• _SET EXERCISE_
Reproduce the records from the line containing "the 240 volt" through the end of the records, both ends included, with every line in place and the requests unchanged. Multiply each point coordinate in the answers by 2.5 and round it to a whole number, rounding halves up.

• _EXCERPTED DATA_
____________
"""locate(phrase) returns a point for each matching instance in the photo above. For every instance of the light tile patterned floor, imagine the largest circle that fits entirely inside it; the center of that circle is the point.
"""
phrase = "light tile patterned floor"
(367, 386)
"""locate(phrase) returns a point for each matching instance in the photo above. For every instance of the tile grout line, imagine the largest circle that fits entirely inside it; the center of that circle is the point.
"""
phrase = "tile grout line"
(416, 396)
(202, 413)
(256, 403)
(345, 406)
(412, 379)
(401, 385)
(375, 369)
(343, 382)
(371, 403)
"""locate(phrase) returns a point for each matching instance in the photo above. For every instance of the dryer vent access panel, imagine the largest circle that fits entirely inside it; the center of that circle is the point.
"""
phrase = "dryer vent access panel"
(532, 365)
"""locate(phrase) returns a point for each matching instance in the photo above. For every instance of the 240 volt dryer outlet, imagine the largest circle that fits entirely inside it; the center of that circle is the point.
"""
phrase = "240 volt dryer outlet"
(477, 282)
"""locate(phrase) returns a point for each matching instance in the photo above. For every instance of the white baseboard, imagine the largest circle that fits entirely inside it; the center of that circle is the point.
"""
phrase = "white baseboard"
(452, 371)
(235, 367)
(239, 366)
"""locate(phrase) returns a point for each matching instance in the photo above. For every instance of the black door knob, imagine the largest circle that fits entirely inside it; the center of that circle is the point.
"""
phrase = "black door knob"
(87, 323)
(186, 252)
____________
• _RESPONSE TO THIS EXERCISE_
"""locate(phrase) returns a point for each matching instance in the photo above. For every instance of the 240 volt dryer outlet, imagine the largest circle that fits entirely inside it; the center of that circle is the point.
"""
phrase = "240 volt dryer outlet"
(1193, 705)
"""locate(phrase) returns a point for each matching instance in the photo above. For every instance of the white baseboard, imagine the largest circle that fits entirely inside it; the center of that circle is the point.
"""
phrase = "white baseboard"
(1130, 928)
(588, 918)
(598, 915)
"""locate(phrase) returns a point for each matching instance in the photo above. For every instance of the black door knob, imagine the largest circle that fits entirely inside it; the center of that circle is the point.
"""
phrase = "black door knob"
(218, 808)
(465, 630)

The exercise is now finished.